Task directions => Starting with the line that contains "Put a single dot on each instance of the wheel" and going through the last line of the material below, rewrite those lines as a JSON list of strings, one string per line, leaving out blank lines.
'''
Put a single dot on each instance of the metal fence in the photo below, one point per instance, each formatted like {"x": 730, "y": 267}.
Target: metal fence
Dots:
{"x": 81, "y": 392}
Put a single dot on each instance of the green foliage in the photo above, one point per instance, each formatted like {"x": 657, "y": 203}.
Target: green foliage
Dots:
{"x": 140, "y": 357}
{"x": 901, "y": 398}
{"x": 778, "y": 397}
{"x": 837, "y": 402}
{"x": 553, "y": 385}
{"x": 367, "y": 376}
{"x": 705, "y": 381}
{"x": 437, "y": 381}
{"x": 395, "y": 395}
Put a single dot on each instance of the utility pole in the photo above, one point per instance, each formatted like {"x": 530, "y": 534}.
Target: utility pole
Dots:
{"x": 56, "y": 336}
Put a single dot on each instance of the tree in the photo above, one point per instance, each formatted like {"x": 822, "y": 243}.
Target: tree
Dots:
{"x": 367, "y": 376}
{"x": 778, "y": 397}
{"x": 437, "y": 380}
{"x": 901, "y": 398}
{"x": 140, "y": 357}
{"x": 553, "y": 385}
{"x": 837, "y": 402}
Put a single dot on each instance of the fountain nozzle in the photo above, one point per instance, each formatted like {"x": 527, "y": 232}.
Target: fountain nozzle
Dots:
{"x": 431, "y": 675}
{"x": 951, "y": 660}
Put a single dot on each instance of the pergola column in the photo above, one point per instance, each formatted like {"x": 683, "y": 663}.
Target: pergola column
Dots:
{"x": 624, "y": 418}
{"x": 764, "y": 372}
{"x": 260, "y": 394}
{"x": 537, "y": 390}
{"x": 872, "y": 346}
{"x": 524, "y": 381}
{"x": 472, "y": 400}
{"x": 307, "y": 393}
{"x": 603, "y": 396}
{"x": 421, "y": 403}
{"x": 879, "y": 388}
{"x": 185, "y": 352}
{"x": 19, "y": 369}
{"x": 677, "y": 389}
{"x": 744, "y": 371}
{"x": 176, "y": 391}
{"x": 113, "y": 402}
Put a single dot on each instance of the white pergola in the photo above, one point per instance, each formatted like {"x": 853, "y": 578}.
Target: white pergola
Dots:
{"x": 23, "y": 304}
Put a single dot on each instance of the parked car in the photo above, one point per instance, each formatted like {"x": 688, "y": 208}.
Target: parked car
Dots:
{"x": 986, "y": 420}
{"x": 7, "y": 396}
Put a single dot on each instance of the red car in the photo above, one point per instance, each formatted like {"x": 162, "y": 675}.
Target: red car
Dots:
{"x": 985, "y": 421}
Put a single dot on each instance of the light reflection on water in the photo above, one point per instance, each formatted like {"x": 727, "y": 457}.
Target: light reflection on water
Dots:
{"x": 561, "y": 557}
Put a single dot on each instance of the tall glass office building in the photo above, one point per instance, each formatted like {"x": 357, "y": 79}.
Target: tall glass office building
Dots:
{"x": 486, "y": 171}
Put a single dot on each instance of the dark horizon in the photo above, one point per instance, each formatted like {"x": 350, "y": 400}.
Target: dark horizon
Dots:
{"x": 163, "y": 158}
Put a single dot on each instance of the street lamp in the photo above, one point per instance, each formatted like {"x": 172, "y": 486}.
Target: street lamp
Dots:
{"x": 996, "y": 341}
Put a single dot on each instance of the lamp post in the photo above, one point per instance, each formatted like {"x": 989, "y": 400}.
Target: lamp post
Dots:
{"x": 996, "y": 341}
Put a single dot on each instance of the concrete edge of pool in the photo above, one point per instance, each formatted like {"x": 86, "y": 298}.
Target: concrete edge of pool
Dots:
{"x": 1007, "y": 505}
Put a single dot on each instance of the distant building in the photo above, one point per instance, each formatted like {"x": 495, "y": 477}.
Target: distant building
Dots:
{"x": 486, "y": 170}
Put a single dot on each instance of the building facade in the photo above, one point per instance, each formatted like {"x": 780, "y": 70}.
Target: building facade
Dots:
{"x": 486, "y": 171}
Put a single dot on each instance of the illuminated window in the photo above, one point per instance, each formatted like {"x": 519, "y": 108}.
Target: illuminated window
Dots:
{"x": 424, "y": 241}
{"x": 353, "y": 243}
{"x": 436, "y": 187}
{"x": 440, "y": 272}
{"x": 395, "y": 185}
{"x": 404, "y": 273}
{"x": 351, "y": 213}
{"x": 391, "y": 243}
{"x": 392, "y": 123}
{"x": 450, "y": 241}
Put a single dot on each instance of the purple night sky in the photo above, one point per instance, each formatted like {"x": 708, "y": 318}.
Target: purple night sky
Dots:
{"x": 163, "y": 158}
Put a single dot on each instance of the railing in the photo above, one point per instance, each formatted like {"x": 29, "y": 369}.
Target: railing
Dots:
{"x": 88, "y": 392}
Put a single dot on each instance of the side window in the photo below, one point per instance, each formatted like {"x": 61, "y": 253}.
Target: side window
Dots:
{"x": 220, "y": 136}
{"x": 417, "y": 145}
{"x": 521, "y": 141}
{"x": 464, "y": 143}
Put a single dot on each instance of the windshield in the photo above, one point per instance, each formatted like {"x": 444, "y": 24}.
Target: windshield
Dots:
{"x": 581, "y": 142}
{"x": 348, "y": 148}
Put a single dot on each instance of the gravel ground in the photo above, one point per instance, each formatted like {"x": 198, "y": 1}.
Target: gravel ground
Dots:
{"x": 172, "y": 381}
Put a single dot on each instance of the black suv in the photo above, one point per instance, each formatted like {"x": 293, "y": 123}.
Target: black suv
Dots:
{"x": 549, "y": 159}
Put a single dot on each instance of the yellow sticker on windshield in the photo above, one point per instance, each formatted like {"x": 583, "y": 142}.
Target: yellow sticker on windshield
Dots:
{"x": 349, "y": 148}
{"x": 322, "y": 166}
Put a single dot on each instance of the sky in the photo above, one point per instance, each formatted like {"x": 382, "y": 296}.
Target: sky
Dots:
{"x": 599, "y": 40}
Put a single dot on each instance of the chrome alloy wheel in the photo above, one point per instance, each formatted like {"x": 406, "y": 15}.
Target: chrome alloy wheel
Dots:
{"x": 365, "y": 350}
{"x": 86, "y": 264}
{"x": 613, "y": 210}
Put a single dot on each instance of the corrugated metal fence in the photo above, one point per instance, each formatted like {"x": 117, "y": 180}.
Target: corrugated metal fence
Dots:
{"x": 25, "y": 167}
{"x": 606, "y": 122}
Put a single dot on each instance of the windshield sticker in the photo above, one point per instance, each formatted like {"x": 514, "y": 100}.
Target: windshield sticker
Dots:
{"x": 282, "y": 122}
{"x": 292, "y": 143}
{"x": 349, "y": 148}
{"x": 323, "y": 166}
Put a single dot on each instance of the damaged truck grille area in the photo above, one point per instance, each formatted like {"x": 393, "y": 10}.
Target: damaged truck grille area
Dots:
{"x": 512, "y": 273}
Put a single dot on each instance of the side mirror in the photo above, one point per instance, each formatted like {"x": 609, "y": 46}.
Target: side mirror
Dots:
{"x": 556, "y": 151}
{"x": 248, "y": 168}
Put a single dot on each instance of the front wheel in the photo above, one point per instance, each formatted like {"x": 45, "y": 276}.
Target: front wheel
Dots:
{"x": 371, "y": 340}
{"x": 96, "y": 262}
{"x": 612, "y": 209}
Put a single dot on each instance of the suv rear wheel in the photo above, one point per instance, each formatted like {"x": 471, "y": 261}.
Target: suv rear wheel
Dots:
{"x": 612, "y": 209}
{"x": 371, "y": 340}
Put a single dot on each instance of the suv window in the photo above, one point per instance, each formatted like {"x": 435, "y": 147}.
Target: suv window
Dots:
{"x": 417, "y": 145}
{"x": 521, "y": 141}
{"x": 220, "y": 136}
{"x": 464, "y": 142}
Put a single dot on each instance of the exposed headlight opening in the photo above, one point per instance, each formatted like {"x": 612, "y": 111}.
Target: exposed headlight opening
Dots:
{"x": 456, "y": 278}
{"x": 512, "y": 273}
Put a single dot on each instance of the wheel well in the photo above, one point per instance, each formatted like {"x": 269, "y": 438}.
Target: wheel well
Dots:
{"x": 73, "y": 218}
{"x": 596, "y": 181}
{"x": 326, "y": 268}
'''
The output =>
[
  "Put a single dot on each instance of the wheel well in the photo above, one point per instance, each formatted like {\"x\": 269, \"y\": 438}.",
  "Target: wheel well",
  "Dots:",
  "{\"x\": 73, \"y\": 218}",
  "{\"x\": 596, \"y\": 181}",
  "{\"x\": 326, \"y\": 268}"
]